### TASK REQUIREMENTS:
**1)** According to the text on Pakistan's trade, which two kinds of textile exports achieved notable growth?
**2)** Go on with the text on Pakistan's trade, picking up after its final sentence.

### TEXT BLOCK:
╔══

The macroeconomic environment, underpinned by exchange rate volatility, inflationary pressures and persistent fiscal deficits, cast its shadow over trade dynamics. However, glimmers of hope emerged from a steady recovery in exports, increased integration into regional trade corridors and significant strides in export of services.
The rupee had a turbulent year, oscillating under the weight of global economic pressures and domestic imbalances. A depreciated rupee gave a competitive edge to exporters but inflated the import bill, particularly for fuel and industrial machinery, adding to the trade deficit.
Persistently high inflation eroded consumer purchasing power and affected domestic demand for imported goods. Despite these challenges, the steps taken by the government for tariff rationalisation and export incentivisation sought to incrementally mitigate the imbalances.
A close examination of trade activity reveals a year of mixed outcomes. The export of goods grew steadily, exceeding $30 billion by November 2024. Textile exports continued their upward march, with bedwear and knitwear achieving notable growth.
Demand from traditional markets in the EU and North America remained robust. This was bolstered by Pakistan’s compliance with global labour and environmental standards under the GSP+ programme. Agricultural exports too showed positive trends, with rice, mangoes and citrus fruits finding ready markets in the Gulf and Central Asia. The services sector became a rising star, with exports in IT and digital services crossing the $3 billion mark, reflecting the potential of Pakistan’s human capital in the global technology landscape.
However, imports were a different story. Machinery imports surged as Pakistan invested in renewable energy projects and infrastructure development, a positive signal for long-term productivity but an immediate strain on the current account.
Energy imports, including oil and LNG, remained high, reflecting the structural deficiencies in domestic energy production. Food imports, though moderated, still reflected inefficiencies in domestic agricultural systems that need modernisation to ensure food security and reduce reliance on external supplies.
Trade deficits, while narrowing marginally in certain months due to export growth, remained a persistent challenge. Pakistan’s heavy reliance on imported fuels and machinery meant that exchange rate fluctuations and global price added to fiscal stress.
Certain policy moves showed promise. Regulatory duties on luxury items curtailed non-essential imports. Strategic partnerships with countries like Turkmenistan and the UAE opened new avenues for trade diversification. Operationalisation of the Trans-Afghan Railway and the Gwadar Free Trade Zone highlighted efforts to enhance regional connectivity, even as bilateral trade with key partners like China required revitalisation.

╚══

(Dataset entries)
╔══

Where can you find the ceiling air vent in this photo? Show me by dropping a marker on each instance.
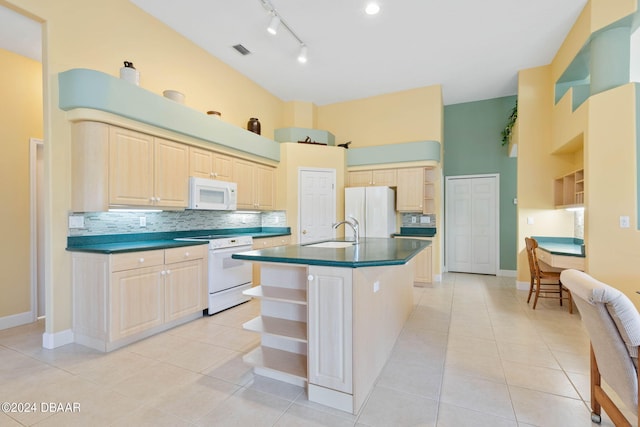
(243, 50)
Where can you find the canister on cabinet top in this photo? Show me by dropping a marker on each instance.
(129, 73)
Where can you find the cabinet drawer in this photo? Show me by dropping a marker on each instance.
(184, 253)
(130, 260)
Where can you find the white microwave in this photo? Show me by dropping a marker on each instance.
(212, 194)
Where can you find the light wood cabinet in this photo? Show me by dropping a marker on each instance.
(112, 166)
(409, 192)
(377, 177)
(256, 185)
(568, 190)
(330, 355)
(147, 171)
(121, 298)
(210, 164)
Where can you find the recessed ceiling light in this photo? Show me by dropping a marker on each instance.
(372, 8)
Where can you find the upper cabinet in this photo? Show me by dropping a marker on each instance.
(112, 166)
(380, 177)
(410, 190)
(568, 190)
(256, 185)
(147, 171)
(210, 164)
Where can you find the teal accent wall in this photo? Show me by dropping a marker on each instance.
(472, 145)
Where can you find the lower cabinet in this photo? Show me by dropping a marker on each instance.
(121, 298)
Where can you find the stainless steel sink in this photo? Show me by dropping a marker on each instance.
(330, 244)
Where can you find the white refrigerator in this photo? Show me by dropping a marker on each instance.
(373, 207)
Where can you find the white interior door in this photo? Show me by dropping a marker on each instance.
(317, 204)
(471, 224)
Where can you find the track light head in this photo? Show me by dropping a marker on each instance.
(273, 25)
(302, 56)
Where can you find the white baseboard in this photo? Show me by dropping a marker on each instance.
(14, 320)
(507, 273)
(57, 339)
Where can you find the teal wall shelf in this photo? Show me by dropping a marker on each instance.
(394, 153)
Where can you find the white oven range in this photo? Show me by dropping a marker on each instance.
(227, 277)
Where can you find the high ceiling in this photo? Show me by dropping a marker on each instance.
(474, 49)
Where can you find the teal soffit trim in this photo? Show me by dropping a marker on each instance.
(294, 134)
(394, 153)
(83, 88)
(578, 73)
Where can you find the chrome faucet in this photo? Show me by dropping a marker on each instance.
(355, 226)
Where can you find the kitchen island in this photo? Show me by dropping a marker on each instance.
(331, 313)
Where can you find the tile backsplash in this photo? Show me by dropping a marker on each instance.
(421, 220)
(98, 223)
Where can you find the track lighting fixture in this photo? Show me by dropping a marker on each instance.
(273, 25)
(277, 21)
(302, 56)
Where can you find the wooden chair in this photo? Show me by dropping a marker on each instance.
(613, 324)
(545, 284)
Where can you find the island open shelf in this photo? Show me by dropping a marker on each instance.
(329, 317)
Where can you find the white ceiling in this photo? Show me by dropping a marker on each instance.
(473, 48)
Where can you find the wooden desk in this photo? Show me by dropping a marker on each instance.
(560, 261)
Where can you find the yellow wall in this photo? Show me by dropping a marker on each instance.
(613, 253)
(537, 167)
(20, 119)
(412, 115)
(599, 136)
(293, 156)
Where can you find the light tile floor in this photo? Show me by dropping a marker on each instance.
(473, 353)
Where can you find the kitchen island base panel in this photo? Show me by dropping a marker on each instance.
(278, 364)
(332, 398)
(338, 362)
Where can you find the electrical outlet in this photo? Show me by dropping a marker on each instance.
(76, 221)
(624, 222)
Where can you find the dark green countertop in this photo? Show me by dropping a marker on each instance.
(371, 252)
(133, 242)
(567, 246)
(416, 232)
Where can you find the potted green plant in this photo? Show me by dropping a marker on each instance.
(508, 129)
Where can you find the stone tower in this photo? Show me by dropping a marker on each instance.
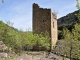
(45, 20)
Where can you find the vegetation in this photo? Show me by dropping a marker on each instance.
(19, 40)
(69, 39)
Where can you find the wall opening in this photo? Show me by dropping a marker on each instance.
(43, 20)
(53, 24)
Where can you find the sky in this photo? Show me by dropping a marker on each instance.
(20, 11)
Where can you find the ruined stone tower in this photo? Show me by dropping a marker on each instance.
(45, 20)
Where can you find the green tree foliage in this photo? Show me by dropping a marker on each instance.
(19, 40)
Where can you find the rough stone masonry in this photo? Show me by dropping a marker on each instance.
(45, 20)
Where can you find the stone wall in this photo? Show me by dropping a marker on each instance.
(45, 20)
(68, 19)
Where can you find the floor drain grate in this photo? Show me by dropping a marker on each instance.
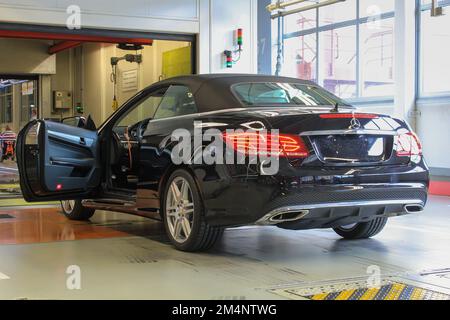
(389, 290)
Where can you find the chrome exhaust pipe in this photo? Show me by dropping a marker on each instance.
(414, 208)
(277, 217)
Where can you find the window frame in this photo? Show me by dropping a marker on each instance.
(421, 95)
(357, 23)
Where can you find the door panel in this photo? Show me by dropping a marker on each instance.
(57, 161)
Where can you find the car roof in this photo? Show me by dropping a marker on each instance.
(213, 91)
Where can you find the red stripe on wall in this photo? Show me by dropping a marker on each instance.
(440, 188)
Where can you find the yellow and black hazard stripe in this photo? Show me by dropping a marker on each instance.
(392, 291)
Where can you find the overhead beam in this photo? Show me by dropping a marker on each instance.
(71, 37)
(63, 46)
(305, 8)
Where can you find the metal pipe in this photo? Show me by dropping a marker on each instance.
(305, 8)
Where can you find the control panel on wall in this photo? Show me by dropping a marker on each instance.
(62, 100)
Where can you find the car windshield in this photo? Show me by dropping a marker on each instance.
(285, 94)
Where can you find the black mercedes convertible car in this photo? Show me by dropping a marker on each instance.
(337, 167)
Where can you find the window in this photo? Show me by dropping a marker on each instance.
(28, 101)
(177, 101)
(338, 12)
(377, 58)
(338, 61)
(143, 110)
(283, 94)
(300, 58)
(434, 51)
(347, 47)
(6, 99)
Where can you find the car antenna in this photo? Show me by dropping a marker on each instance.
(336, 108)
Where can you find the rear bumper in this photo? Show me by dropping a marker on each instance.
(310, 202)
(331, 215)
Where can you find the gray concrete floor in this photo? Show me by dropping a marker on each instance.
(246, 264)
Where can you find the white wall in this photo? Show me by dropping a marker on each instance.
(433, 127)
(26, 57)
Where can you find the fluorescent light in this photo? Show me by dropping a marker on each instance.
(301, 9)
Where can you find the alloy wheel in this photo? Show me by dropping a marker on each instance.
(179, 209)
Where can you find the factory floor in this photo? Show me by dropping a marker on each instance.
(115, 256)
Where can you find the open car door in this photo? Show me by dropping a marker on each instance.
(57, 161)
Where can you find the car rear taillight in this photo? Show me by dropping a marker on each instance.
(349, 116)
(408, 145)
(257, 144)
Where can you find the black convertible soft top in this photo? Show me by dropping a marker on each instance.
(213, 91)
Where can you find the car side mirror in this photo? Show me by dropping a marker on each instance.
(78, 122)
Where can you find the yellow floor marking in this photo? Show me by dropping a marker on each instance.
(321, 296)
(395, 291)
(9, 186)
(345, 295)
(418, 294)
(370, 294)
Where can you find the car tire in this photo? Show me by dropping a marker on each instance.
(74, 210)
(363, 230)
(184, 215)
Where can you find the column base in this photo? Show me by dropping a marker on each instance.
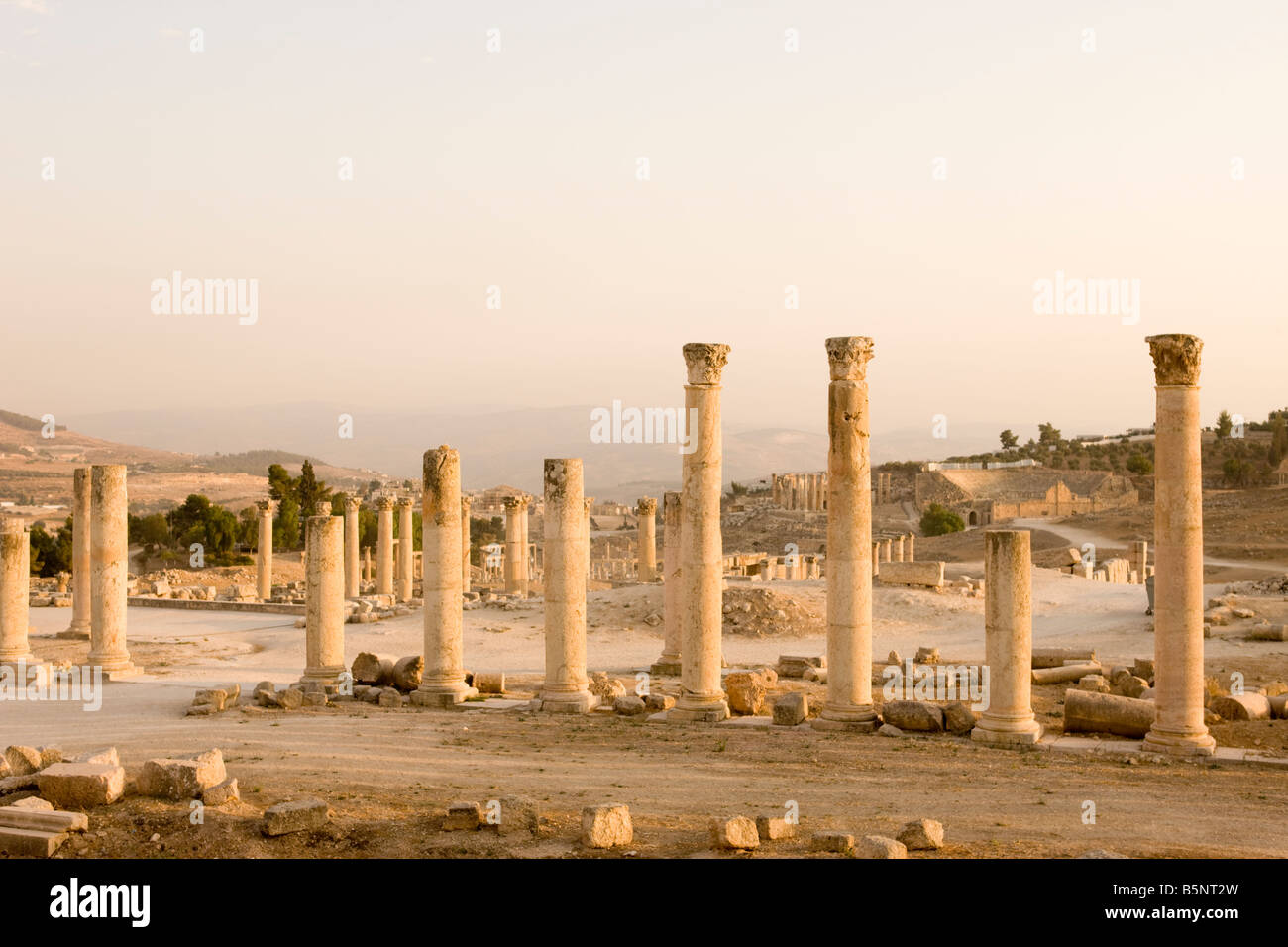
(575, 702)
(1179, 744)
(857, 719)
(1022, 736)
(666, 667)
(698, 712)
(442, 698)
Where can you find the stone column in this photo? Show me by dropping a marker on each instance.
(700, 548)
(647, 513)
(80, 554)
(385, 547)
(465, 544)
(110, 566)
(14, 592)
(565, 688)
(673, 587)
(406, 548)
(323, 603)
(1179, 725)
(514, 547)
(352, 587)
(265, 551)
(1008, 641)
(1138, 557)
(849, 540)
(443, 681)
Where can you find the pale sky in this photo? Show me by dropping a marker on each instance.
(518, 169)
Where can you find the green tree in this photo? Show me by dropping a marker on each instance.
(1140, 464)
(938, 521)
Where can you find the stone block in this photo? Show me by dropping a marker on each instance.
(81, 785)
(791, 709)
(605, 826)
(922, 835)
(841, 843)
(738, 832)
(463, 817)
(299, 815)
(772, 828)
(880, 847)
(917, 716)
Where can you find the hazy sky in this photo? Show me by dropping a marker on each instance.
(518, 169)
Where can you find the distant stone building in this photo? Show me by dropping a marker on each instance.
(990, 496)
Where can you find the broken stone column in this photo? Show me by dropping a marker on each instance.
(514, 548)
(110, 565)
(849, 539)
(566, 686)
(673, 589)
(406, 548)
(323, 603)
(352, 587)
(465, 544)
(1008, 641)
(80, 554)
(1179, 725)
(700, 549)
(14, 592)
(647, 513)
(443, 680)
(385, 547)
(265, 551)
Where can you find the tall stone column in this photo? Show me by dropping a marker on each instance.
(1008, 641)
(647, 513)
(700, 548)
(385, 547)
(673, 587)
(565, 688)
(849, 540)
(515, 552)
(14, 592)
(1179, 725)
(323, 603)
(352, 587)
(110, 566)
(265, 551)
(465, 544)
(406, 548)
(81, 527)
(443, 680)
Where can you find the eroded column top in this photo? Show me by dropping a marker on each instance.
(1176, 359)
(704, 361)
(848, 357)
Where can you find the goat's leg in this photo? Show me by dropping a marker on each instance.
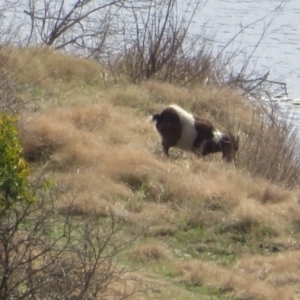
(166, 147)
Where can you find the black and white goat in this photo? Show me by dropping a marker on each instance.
(180, 129)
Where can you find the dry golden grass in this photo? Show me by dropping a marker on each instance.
(98, 146)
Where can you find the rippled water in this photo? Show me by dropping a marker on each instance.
(279, 49)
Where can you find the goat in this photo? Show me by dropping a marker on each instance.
(180, 129)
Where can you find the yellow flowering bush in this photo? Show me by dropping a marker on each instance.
(14, 171)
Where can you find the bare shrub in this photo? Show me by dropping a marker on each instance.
(48, 255)
(273, 151)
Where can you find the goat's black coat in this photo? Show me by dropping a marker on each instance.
(180, 129)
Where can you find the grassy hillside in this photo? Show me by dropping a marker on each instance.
(205, 229)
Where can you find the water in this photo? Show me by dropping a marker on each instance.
(277, 22)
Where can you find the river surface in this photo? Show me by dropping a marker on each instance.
(277, 23)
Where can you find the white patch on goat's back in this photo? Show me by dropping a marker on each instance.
(189, 133)
(217, 136)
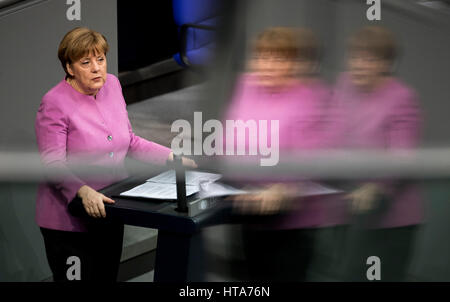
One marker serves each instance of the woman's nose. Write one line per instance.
(95, 66)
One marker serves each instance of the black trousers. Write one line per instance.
(98, 250)
(278, 255)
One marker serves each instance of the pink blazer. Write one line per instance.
(388, 118)
(70, 126)
(301, 112)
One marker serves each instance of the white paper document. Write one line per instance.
(158, 191)
(163, 186)
(193, 178)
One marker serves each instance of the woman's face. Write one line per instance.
(366, 70)
(89, 72)
(273, 71)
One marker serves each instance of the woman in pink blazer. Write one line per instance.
(83, 120)
(379, 112)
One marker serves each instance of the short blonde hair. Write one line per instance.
(288, 42)
(79, 42)
(375, 40)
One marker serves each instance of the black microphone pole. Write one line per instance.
(180, 175)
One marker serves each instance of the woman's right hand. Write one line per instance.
(93, 201)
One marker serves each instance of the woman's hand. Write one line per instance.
(271, 200)
(187, 162)
(363, 199)
(93, 201)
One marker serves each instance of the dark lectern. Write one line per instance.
(179, 248)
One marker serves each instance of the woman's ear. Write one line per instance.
(69, 69)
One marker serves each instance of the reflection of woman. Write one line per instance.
(282, 86)
(378, 111)
(85, 114)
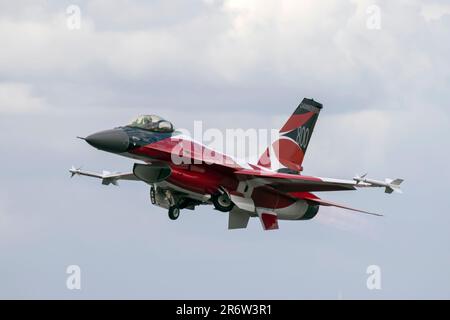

╚══

### WRITTEN RESPONSES:
**1)** Bedwear and knitwear.

**2)**
A significant contributor to streamlining trade in 2024 was the Pakistan Single Window, a comprehensive digital platform designed to integrate and simplify the trade processes. By reducing bureaucratic hurdles, the PSW enhanced transparency and efficiency, allowing exporters and importers to file trade documents electronically.
This system eliminated redundancies, reduced processing times and lowered transaction costs for businesses. By consolidating multiple documentation requirements into a single digital portal, the PSW made it easier for small and medium enterprises (SMEs) to engage in international trade.
The need to strengthen regional trade ties is critical. The Trans-Afghan Railway and Gwadar port projects offer a gateway to Central Asia and beyond. Political stability and reliable infrastructure are prerequisites for its success.
The initiative also helped align Pakistan with global trade facilitation standards, improving its ranking in ease of doing business indices. While its full potential remains to be realised, the PSW is a vital step towards modernising Pakistan’s trade infrastructure and supporting sustained economic growth.
Chronologically speaking, the trade ecosystem saw some noteworthy milestones. January began with a renewed focus on digital trade facilitation as the Pakistan Single Window system expanded to streamline export and import processes.
By mid-year, the second phase of the China-Pakistan Economic Corridor saw operational advances, particularly in Special Economic Zones that encouraged joint ventures in manufacturing and agriculture. Export of sports goods and IT services surged, supported by global events and digital innovation. The latter months highlighted certain vulnerabilities, as rising global commodity prices and domestic power outages highlighted the pressing need for structural reforms in energy and industrial policy.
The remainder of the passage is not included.